Texto fornecido =
Ao refletir a respeito do mundo
atual com todas as suas implicações e conflitos ideológicos, Alberto Pucheu
escreveu aquele que bem pode ser o mais importante poema das duas primeiras
décadas do século XXI
“na
disputa entre o estado e o terrorismo,
na
conciliação do estado com as empresas
pelo
lucro do capital acima de tudo,
na
sobreposição do templo com o banco
dispondo
a cada momento da fé ou do crédito
de
todo exército com as armas em sua defesa,
na
definição do dinheiro (que já foi chamado
de
homem) como o único animal que bombardeia,
fico
com as pessoas comuns, quaisquer,
com
os rios, os bichos e as matas, com o que sentem
na
pele até não serem mais capazes de sentir.”
Na abertura do poema que dá título a
uma de suas mais impressionantes publicações, Alberto
Pucheu destaca o tempo-espaço
no qual nos movimentamos ora invisíveis ora vigiados, como se fosse
possível/necessário ao poeta-observador que ele é o estabelecimento de um lugar
de embate, um lugar de tomada de posição. É um poema de tal força e magnitude
que me sinto, a um só tempo, impelido a escrever sobre ele e também impedido de
grandes elucubrações teóricas.
Capa da edição da Azougue |
Que resta dizer? Que posso falar a
respeito desse texto que não vá destruir-lhe a riqueza? Escrever sobre um poema
deveria até mesmo ser considerado crime, ou a iminência de um crime, uma vez
que nos expomos ao risco de arrastá-lo ao lugar comum das palavras do dia a
dia.

Listagem de registros =
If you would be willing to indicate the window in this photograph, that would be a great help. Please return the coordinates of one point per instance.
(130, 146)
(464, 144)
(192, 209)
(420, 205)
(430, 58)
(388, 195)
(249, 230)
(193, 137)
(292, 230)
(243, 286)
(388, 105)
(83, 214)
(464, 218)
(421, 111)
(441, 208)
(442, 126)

Requisitos do exercício =
a) Copie, por favor, o trecho do texto fornecido que começa em "Na abertura do" e termina em "grandes elucubrações teóricas.".
b) Responda com base no texto fornecido:
(i) Quem escreveu o poema comentado?
(ii) Como o poema citado define o dinheiro?
(iii) De qual editora é a edição cuja capa é mencionada?

Respostas escritas =
a)
Na abertura do poema que dá título a
uma de suas mais impressionantes publicações, Alberto
Pucheu destaca o tempo-espaço
no qual nos movimentamos ora invisíveis ora vigiados, como se fosse
possível/necessário ao poeta-observador que ele é o estabelecimento de um lugar
de embate, um lugar de tomada de posição. É um poema de tal força e magnitude
que me sinto, a um só tempo, impelido a escrever sobre ele e também impedido de
grandes elucubrações teóricas.

b)
(i) Alberto Pucheu.
(ii) Como o único animal que bombardeia.
(iii) Da Azougue.